## WHAT IS EXPECTED
Copy the records word for word, starting at the line that contains "Locate the blurred" and ending at the line that contains "<point>242,133</point>", with both of those lines included.

## RECORDS FOR THE EXERCISE

──────────

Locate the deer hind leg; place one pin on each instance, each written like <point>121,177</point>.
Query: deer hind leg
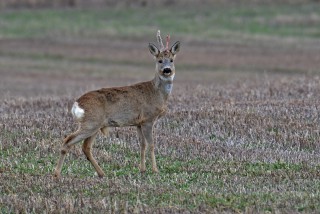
<point>147,133</point>
<point>70,140</point>
<point>143,147</point>
<point>86,148</point>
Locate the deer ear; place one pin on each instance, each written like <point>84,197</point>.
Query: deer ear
<point>153,49</point>
<point>175,48</point>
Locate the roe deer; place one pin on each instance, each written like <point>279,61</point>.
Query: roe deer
<point>137,105</point>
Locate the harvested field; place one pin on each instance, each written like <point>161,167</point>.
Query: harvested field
<point>241,135</point>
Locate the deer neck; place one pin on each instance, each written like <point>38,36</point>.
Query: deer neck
<point>163,85</point>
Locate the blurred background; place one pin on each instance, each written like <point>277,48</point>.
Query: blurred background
<point>65,47</point>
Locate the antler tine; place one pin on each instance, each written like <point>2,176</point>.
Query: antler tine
<point>160,41</point>
<point>168,40</point>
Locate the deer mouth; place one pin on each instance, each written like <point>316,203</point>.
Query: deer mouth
<point>167,72</point>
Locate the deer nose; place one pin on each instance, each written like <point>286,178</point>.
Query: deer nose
<point>167,71</point>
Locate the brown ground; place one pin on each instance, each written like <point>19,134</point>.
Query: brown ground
<point>54,68</point>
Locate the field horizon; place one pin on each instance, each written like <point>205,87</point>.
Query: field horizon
<point>241,135</point>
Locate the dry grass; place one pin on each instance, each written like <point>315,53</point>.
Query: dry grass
<point>250,146</point>
<point>242,133</point>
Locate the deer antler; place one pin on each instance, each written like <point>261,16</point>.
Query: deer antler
<point>160,41</point>
<point>168,40</point>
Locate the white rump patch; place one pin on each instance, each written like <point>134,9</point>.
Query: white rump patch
<point>168,88</point>
<point>76,111</point>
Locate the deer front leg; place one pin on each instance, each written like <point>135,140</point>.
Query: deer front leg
<point>143,147</point>
<point>86,148</point>
<point>147,131</point>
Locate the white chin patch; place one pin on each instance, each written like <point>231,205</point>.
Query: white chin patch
<point>76,111</point>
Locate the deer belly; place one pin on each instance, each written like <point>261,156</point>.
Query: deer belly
<point>125,120</point>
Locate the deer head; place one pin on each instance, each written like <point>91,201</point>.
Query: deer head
<point>164,57</point>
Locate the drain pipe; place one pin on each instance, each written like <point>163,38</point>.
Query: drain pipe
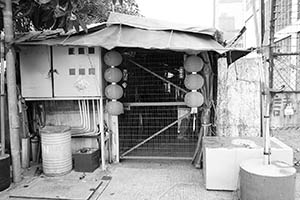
<point>14,125</point>
<point>2,99</point>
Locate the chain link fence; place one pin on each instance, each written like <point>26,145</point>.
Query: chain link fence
<point>286,73</point>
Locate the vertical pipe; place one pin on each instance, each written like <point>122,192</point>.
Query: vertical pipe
<point>262,20</point>
<point>101,121</point>
<point>214,13</point>
<point>14,125</point>
<point>267,150</point>
<point>2,99</point>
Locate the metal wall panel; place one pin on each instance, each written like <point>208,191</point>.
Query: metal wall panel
<point>35,67</point>
<point>76,71</point>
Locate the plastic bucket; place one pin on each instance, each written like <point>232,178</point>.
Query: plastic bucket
<point>56,150</point>
<point>4,172</point>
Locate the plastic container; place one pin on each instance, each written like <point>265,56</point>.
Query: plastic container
<point>267,182</point>
<point>4,172</point>
<point>56,150</point>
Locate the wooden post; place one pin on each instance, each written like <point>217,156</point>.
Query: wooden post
<point>14,126</point>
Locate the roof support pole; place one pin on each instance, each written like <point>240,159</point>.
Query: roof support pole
<point>14,125</point>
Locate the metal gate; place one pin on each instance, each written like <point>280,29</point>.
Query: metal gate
<point>156,122</point>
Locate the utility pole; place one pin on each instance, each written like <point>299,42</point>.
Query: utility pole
<point>271,42</point>
<point>14,125</point>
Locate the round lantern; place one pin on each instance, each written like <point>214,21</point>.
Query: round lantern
<point>193,81</point>
<point>113,75</point>
<point>193,99</point>
<point>113,58</point>
<point>113,91</point>
<point>114,108</point>
<point>193,64</point>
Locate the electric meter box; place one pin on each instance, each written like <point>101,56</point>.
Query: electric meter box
<point>60,71</point>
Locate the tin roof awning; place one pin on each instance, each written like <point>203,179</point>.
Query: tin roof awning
<point>138,32</point>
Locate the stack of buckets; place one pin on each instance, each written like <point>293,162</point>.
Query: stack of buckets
<point>56,150</point>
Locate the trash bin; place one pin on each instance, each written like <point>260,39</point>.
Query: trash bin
<point>4,172</point>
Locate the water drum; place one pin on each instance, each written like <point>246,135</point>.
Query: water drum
<point>267,182</point>
<point>56,150</point>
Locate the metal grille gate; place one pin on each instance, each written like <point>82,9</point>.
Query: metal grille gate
<point>153,105</point>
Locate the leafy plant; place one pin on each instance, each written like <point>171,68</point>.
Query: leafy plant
<point>65,14</point>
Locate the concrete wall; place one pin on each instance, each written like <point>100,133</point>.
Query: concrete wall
<point>238,103</point>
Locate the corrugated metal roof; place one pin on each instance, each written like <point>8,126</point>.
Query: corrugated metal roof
<point>131,31</point>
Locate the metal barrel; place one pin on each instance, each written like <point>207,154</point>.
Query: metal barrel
<point>4,172</point>
<point>56,150</point>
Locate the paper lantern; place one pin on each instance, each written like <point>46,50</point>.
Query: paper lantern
<point>113,58</point>
<point>193,81</point>
<point>113,91</point>
<point>114,108</point>
<point>113,75</point>
<point>193,64</point>
<point>193,99</point>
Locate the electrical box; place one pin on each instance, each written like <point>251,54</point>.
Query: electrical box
<point>60,71</point>
<point>34,68</point>
<point>86,159</point>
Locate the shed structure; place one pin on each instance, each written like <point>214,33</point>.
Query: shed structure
<point>64,74</point>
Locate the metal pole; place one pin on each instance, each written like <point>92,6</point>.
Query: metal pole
<point>101,121</point>
<point>14,125</point>
<point>2,99</point>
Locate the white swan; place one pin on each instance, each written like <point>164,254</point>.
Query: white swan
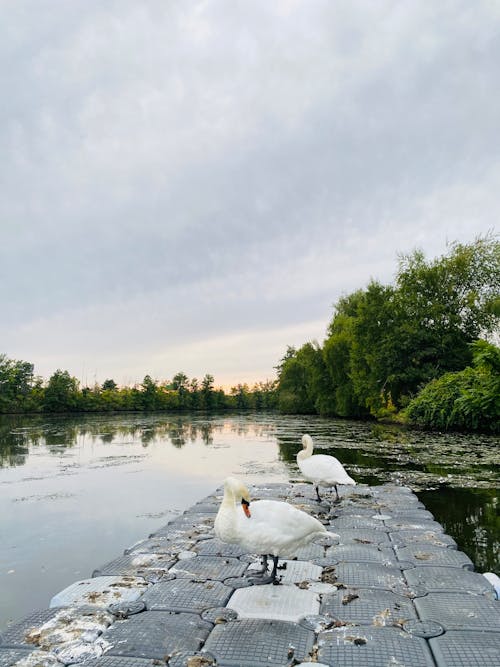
<point>321,469</point>
<point>270,527</point>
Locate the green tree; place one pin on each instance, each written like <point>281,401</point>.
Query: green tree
<point>61,393</point>
<point>150,397</point>
<point>109,385</point>
<point>467,399</point>
<point>207,392</point>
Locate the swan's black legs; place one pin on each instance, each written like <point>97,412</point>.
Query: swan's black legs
<point>273,572</point>
<point>264,565</point>
<point>271,578</point>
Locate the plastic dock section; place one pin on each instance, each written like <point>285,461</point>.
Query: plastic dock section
<point>391,591</point>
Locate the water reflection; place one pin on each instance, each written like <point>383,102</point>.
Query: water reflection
<point>474,522</point>
<point>456,474</point>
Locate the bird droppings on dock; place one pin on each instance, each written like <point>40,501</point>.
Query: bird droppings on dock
<point>390,588</point>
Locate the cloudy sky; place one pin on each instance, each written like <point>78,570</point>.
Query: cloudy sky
<point>191,185</point>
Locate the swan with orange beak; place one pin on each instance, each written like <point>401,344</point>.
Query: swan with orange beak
<point>264,527</point>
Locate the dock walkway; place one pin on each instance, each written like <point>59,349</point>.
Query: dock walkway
<point>391,591</point>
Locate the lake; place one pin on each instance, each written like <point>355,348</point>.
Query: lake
<point>76,491</point>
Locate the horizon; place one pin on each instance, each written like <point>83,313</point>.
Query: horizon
<point>191,187</point>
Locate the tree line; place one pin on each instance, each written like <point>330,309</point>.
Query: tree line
<point>23,392</point>
<point>420,350</point>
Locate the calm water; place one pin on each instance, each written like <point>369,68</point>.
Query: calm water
<point>75,492</point>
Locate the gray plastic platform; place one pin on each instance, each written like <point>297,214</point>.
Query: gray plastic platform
<point>371,575</point>
<point>53,629</point>
<point>413,513</point>
<point>12,656</point>
<point>368,607</point>
<point>403,538</point>
<point>119,661</point>
<point>310,552</point>
<point>156,634</point>
<point>100,591</point>
<point>450,579</point>
<point>135,564</point>
<point>283,603</point>
<point>363,536</point>
<point>467,649</point>
<point>185,595</point>
<point>429,555</point>
<point>161,545</point>
<point>407,523</point>
<point>258,643</point>
<point>460,611</point>
<point>360,553</point>
<point>353,521</point>
<point>15,635</point>
<point>350,510</point>
<point>208,567</point>
<point>215,547</point>
<point>373,647</point>
<point>291,571</point>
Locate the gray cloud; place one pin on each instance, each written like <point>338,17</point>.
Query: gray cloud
<point>181,175</point>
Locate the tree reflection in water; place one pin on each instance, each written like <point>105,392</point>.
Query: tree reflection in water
<point>455,475</point>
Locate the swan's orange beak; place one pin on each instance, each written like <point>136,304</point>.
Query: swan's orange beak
<point>245,504</point>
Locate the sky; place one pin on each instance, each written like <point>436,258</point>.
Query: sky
<point>191,185</point>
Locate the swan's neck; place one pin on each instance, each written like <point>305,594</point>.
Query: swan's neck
<point>226,517</point>
<point>306,452</point>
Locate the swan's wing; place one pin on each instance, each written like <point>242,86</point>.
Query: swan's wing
<point>276,528</point>
<point>325,468</point>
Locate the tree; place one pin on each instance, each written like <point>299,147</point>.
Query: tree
<point>149,393</point>
<point>61,393</point>
<point>467,399</point>
<point>180,382</point>
<point>207,391</point>
<point>16,383</point>
<point>109,385</point>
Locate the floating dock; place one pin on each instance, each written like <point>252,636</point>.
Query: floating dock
<point>391,591</point>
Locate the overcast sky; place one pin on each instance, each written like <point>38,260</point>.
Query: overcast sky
<point>192,185</point>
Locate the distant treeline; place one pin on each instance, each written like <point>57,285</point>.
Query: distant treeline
<point>410,351</point>
<point>23,392</point>
<point>415,352</point>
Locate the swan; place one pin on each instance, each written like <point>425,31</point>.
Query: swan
<point>269,528</point>
<point>321,469</point>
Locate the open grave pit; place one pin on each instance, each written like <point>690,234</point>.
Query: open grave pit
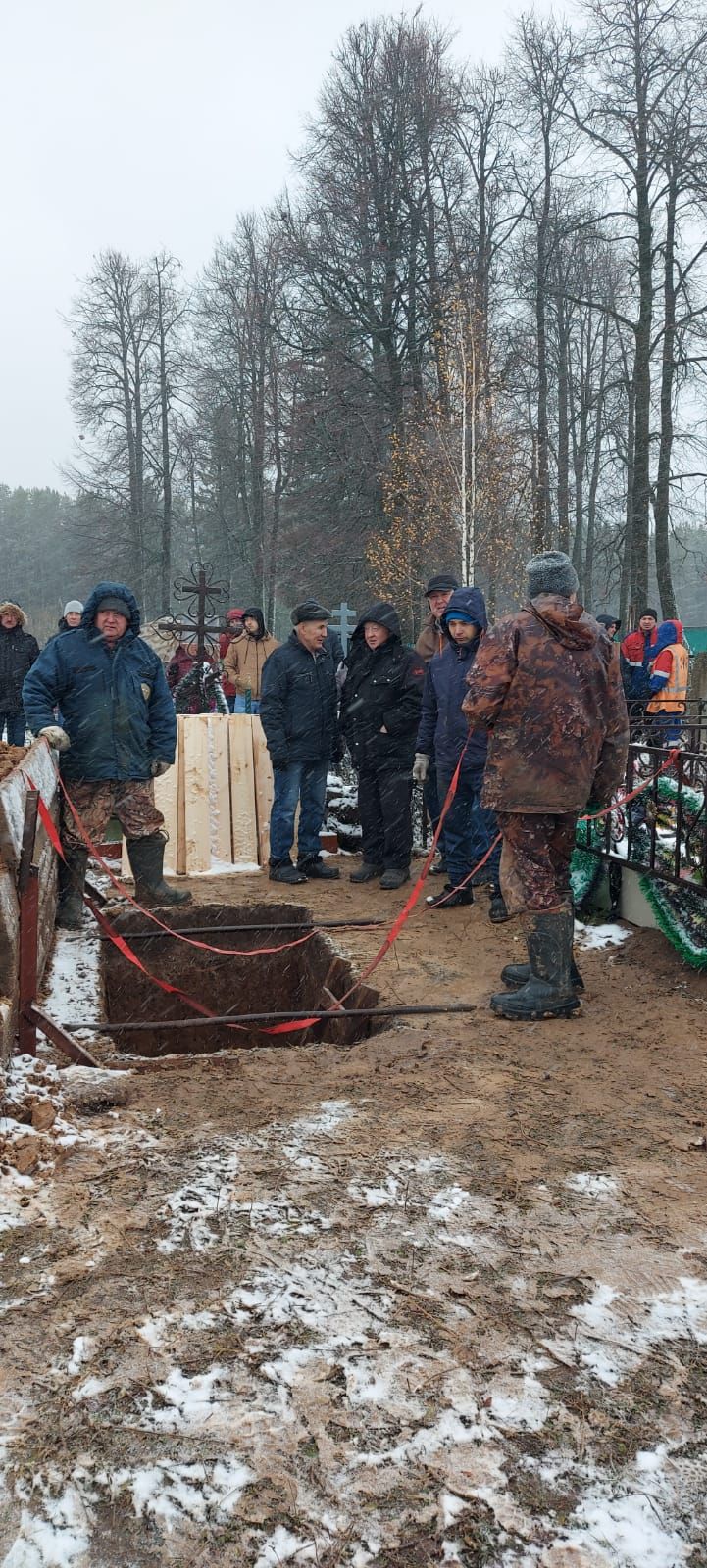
<point>308,976</point>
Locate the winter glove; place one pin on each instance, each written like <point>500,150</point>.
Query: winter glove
<point>57,737</point>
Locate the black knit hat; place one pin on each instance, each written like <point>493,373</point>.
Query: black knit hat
<point>309,611</point>
<point>444,582</point>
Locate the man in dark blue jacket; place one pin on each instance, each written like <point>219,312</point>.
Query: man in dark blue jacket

──────────

## RESPONSE BELOW
Locate the blurred background; place one pin on each instance, each written like <point>277,48</point>.
Query: blurred background
<point>65,47</point>
Locate the antler tine; place one pin on each instance, each written like <point>2,176</point>.
Query: antler tine
<point>160,41</point>
<point>168,40</point>
Locate the deer mouth; place one pin on each instance, each written like <point>316,203</point>.
Query: deer mouth
<point>167,72</point>
Locate the deer nose; place one pin on each instance, each written like <point>286,178</point>.
Query: deer nose
<point>167,71</point>
Locate the brown ground; place one pin on each instance, each written like <point>19,134</point>.
Query: brown ground
<point>54,68</point>
Locate the field horizon; place one pin on each instance, each written like <point>205,87</point>.
Query: field horizon
<point>241,135</point>
Locate the dry grass; place one pin on each instance, each written like <point>315,53</point>.
Query: dry grass
<point>250,146</point>
<point>242,133</point>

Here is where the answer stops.